## What is being asked
Can you rewrite the rows below with "bounding box" swapped for "rectangle" wherever it occurs, changing nothing else and omitting the pictures?
------------------------------------------------
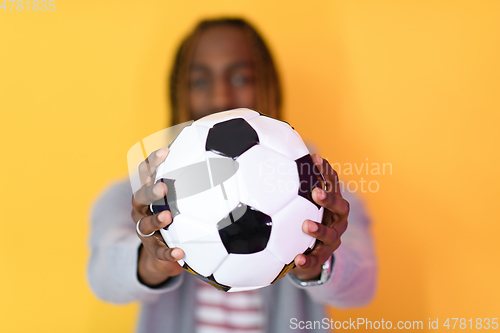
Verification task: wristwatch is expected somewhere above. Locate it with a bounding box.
[289,253,335,287]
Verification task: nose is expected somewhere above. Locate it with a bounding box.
[212,78,233,112]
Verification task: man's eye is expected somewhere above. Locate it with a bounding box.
[191,77,210,89]
[231,74,250,87]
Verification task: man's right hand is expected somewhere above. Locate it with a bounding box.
[132,147,184,287]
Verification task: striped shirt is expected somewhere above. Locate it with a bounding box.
[195,280,264,333]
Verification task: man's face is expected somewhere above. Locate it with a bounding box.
[189,26,255,119]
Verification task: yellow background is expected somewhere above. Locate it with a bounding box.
[0,0,500,332]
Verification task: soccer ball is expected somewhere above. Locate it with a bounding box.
[151,109,324,292]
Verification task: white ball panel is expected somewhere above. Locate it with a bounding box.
[236,145,299,216]
[166,214,219,245]
[214,250,283,288]
[227,285,267,293]
[194,108,259,128]
[162,219,228,276]
[177,186,236,227]
[249,116,309,161]
[266,196,321,264]
[156,125,208,179]
[205,151,240,210]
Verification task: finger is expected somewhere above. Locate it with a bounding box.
[137,210,172,235]
[139,147,169,185]
[150,239,184,262]
[312,154,342,197]
[312,188,350,217]
[302,220,347,246]
[132,182,168,207]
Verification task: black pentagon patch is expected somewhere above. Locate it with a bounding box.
[295,154,324,209]
[149,178,180,230]
[205,118,259,158]
[271,260,296,284]
[182,262,231,291]
[217,203,272,254]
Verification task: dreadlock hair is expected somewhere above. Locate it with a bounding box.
[170,18,281,125]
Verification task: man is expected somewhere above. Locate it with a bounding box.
[89,19,375,333]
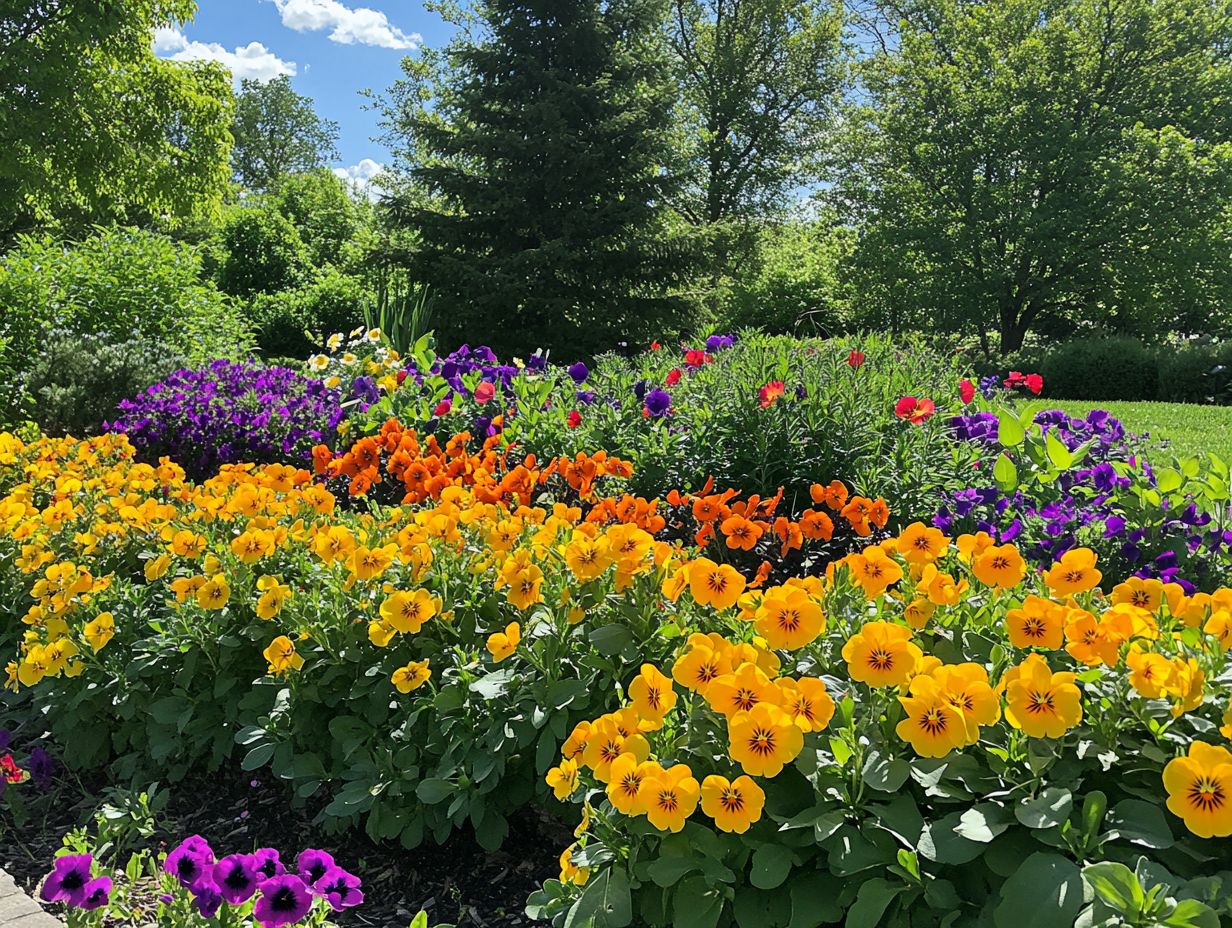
------------------------------------------------
## Solved problem
Verification task: wristwatch is expected somewhere above. Locate it with a rectangle.
[289,253,335,287]
Verification task: nose is expected somewhere above. Locate it with a rectangle.
[212,78,233,112]
Verification task: man's eye is expected somewhere above. Locate it with a rectangle.
[191,77,210,89]
[231,74,250,87]
Verification task: man's right hand is expected somewhere above. Locate it with a rectangle.
[132,147,184,287]
Verification task: striped shirt is expected somewhere above. Locate it with a rectangle.
[195,280,264,333]
Verification task: man's face is expected somewhere above. Locate it with a rectangle.
[189,26,255,119]
Verification task: yellow background is expected somewhere above. Locate it with a rectangle.
[0,0,500,332]
Verification task: soccer ball is expected somewhere above. Locate it with a rectangle.
[151,109,324,292]
Verification task: white ball panel is expected somewhere above. Locate it with a rectangle.
[236,145,299,216]
[166,214,219,245]
[214,250,283,288]
[227,285,267,293]
[194,108,259,128]
[162,219,228,276]
[177,186,236,227]
[249,116,309,161]
[266,196,321,264]
[156,125,208,179]
[205,151,240,210]
Verification task: finger is expected somewhere above. Locate it with a rectangle.
[137,210,172,235]
[139,147,169,185]
[150,239,184,262]
[312,154,342,197]
[312,188,350,217]
[302,220,347,246]
[132,182,168,207]
Verification task: black pentagon patch is expected somewhere above. Locate it with a rectangle.
[295,154,324,209]
[149,178,180,230]
[205,118,259,158]
[271,260,296,284]
[182,262,231,291]
[217,203,272,254]
Verification task: dreadlock hair is expected somewhere above. Locate it with a rectangle.
[170,18,281,125]
Verification task: man is expected somewhere above. Locate it with a rectangle.
[89,19,375,333]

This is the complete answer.